# [Description of the task]
Copy out the lines below word for word, and leave the pictures out of your answer.

— Begin —

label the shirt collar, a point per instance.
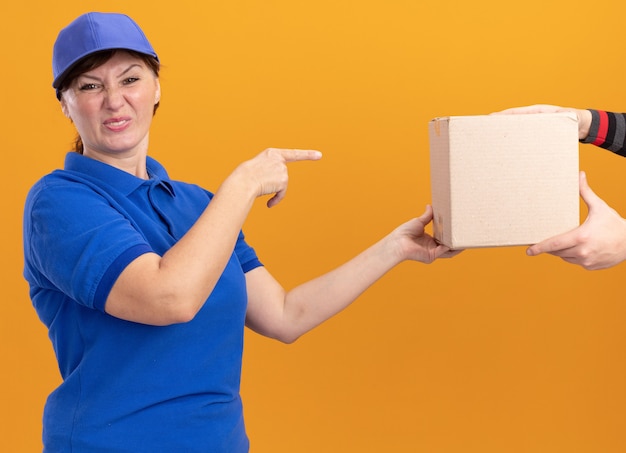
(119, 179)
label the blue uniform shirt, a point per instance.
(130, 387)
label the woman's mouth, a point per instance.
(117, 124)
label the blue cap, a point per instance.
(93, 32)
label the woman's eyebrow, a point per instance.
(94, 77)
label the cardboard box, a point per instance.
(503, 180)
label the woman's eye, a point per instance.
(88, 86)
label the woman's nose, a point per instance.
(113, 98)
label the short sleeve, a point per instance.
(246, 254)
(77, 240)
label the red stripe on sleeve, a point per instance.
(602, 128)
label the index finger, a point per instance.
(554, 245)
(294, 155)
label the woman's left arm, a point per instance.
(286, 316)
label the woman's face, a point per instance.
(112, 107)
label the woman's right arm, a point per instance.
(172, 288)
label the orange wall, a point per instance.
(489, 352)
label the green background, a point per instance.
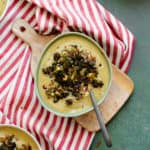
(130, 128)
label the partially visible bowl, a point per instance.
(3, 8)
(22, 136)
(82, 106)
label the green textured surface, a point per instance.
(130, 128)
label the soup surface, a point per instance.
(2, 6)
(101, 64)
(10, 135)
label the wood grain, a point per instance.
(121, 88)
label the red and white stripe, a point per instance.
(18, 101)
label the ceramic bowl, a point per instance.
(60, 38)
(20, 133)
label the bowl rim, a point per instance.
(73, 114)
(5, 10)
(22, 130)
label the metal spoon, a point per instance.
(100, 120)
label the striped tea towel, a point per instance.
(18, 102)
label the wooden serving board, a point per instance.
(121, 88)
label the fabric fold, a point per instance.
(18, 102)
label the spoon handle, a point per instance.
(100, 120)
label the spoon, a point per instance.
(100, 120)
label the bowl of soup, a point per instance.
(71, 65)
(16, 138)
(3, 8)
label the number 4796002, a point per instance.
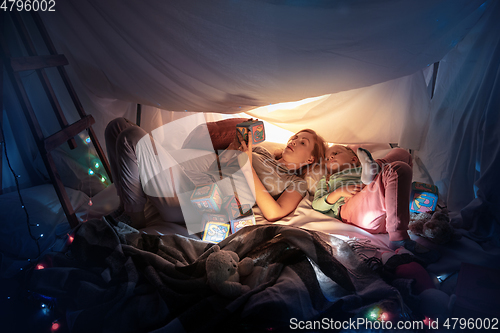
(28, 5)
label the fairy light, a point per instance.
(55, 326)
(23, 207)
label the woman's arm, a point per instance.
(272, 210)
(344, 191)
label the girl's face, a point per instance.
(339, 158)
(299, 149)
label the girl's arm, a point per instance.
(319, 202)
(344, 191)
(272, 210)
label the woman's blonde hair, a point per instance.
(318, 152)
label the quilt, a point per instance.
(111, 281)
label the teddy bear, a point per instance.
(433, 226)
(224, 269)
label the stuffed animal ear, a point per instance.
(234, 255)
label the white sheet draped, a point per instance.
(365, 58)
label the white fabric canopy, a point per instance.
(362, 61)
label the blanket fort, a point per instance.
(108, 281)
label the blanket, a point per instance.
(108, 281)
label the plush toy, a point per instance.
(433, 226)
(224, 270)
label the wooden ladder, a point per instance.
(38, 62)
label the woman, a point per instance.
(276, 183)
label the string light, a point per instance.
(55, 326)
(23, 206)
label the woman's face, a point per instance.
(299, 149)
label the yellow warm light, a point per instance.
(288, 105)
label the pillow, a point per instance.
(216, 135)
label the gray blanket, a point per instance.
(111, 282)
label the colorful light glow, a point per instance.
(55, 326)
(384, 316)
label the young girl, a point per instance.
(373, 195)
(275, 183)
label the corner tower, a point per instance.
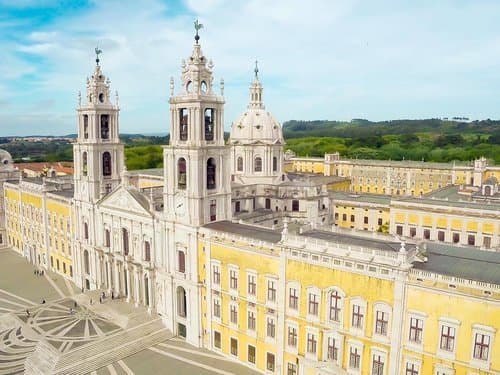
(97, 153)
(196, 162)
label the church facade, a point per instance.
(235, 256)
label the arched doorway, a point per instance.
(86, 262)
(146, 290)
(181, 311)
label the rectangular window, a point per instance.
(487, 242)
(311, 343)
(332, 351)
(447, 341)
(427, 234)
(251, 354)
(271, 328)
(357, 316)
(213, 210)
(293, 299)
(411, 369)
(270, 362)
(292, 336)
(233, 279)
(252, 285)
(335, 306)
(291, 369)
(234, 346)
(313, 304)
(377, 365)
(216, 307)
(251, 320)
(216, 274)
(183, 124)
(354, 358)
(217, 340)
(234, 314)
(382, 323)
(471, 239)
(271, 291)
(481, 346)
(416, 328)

— End —

# [Correct output]
label the shirt collar, a point per instance.
(119, 179)
label the blue uniform shirt, a point per instance.
(130, 387)
label the woman's mouth, a point per instance.
(117, 124)
label the blue cap, a point per instance.
(93, 32)
label the woman's eyebrow, a point per instance.
(94, 77)
label the cardboard box, a point per instance.
(503, 180)
label the woman's eye, a point per instance.
(88, 86)
label the woman's nose, a point per instance.
(113, 98)
label the short sleeve, a point per instance.
(246, 254)
(77, 240)
label the red stripe on sleeve, a point per instance.
(602, 128)
label the index finger, a point per instance.
(554, 245)
(294, 155)
label the woman's left arm, a point per instance.
(286, 316)
label the woman's face, a point per instance.
(112, 107)
label the woman's right arm, a point per instance.
(172, 288)
label the orange wall, a point per instance.
(489, 352)
label the green background, a point per instance.
(130, 128)
label the partially visible bowl, a point per instance.
(3, 8)
(22, 136)
(82, 106)
label the green textured surface, a point per instance.
(130, 128)
label the soup surface, a point per instance.
(2, 6)
(101, 64)
(10, 135)
label the wood grain, a point per instance.
(121, 88)
label the red and white stripe, a point per instance.
(18, 101)
label the ceramic bowl, a point per instance.
(60, 38)
(20, 133)
label the bowl rim, a point per instance.
(73, 114)
(5, 10)
(22, 130)
label the metal spoon, a point per instance.
(100, 120)
label the striped tea towel, a point per instance.
(18, 102)
label the wooden serving board, a point per instance.
(121, 88)
label the fabric fold, a point per instance.
(18, 102)
label the spoon handle, a point per instance.
(100, 120)
label the spoon, a point per instance.
(100, 120)
label the bowl of soup, a point per instance.
(71, 65)
(16, 138)
(3, 8)
label the number 4796002, a point per instance.
(28, 5)
label the fairy light, a point per instance.
(55, 326)
(23, 207)
label the woman's arm, a point per instance.
(272, 210)
(344, 191)
label the girl's face, a point per instance.
(339, 158)
(299, 149)
label the girl's arm, a point per instance.
(319, 202)
(344, 191)
(272, 210)
label the woman's blonde hair, a point per instance.
(318, 152)
label the quilt, a point per instance.
(111, 281)
label the teddy bear, a point per instance.
(433, 226)
(224, 269)
label the stuffed animal ear, a point per instance.
(234, 255)
label the white sheet draped, a point per instance.
(365, 58)
label the white fabric canopy, a point per instance.
(362, 61)
label the blanket fort, a point per instance.
(108, 281)
label the blanket, a point per instance.
(108, 281)
label the plush toy, a point per instance.
(433, 226)
(224, 270)
label the wooden ladder, a point per instance.
(38, 62)
label the woman, a point per instance.
(276, 183)
label the string light, a point per instance.
(55, 326)
(23, 206)
label the woman's face, a point per instance.
(299, 149)
label the yellow warm light, a point per instance.
(288, 105)
label the pillow, a point per instance.
(216, 135)
label the gray blanket, a point per instance.
(111, 282)
label the colorful light glow, a point per instance.
(55, 326)
(384, 316)
label the young girl, a point per instance.
(373, 195)
(275, 183)
label the corner tower, a point per instance.
(97, 153)
(196, 162)
label the church facade, a point per instance.
(235, 256)
label the arched doorway, a point per instance.
(86, 262)
(146, 290)
(181, 311)
label the rectangular window, a point per instance.
(487, 242)
(311, 343)
(332, 351)
(447, 341)
(427, 234)
(251, 354)
(271, 328)
(357, 316)
(213, 210)
(293, 299)
(411, 369)
(270, 362)
(292, 336)
(233, 279)
(252, 285)
(335, 306)
(291, 369)
(234, 346)
(313, 304)
(377, 365)
(216, 307)
(251, 320)
(216, 274)
(183, 124)
(354, 358)
(217, 340)
(234, 314)
(382, 323)
(471, 239)
(271, 291)
(481, 346)
(416, 328)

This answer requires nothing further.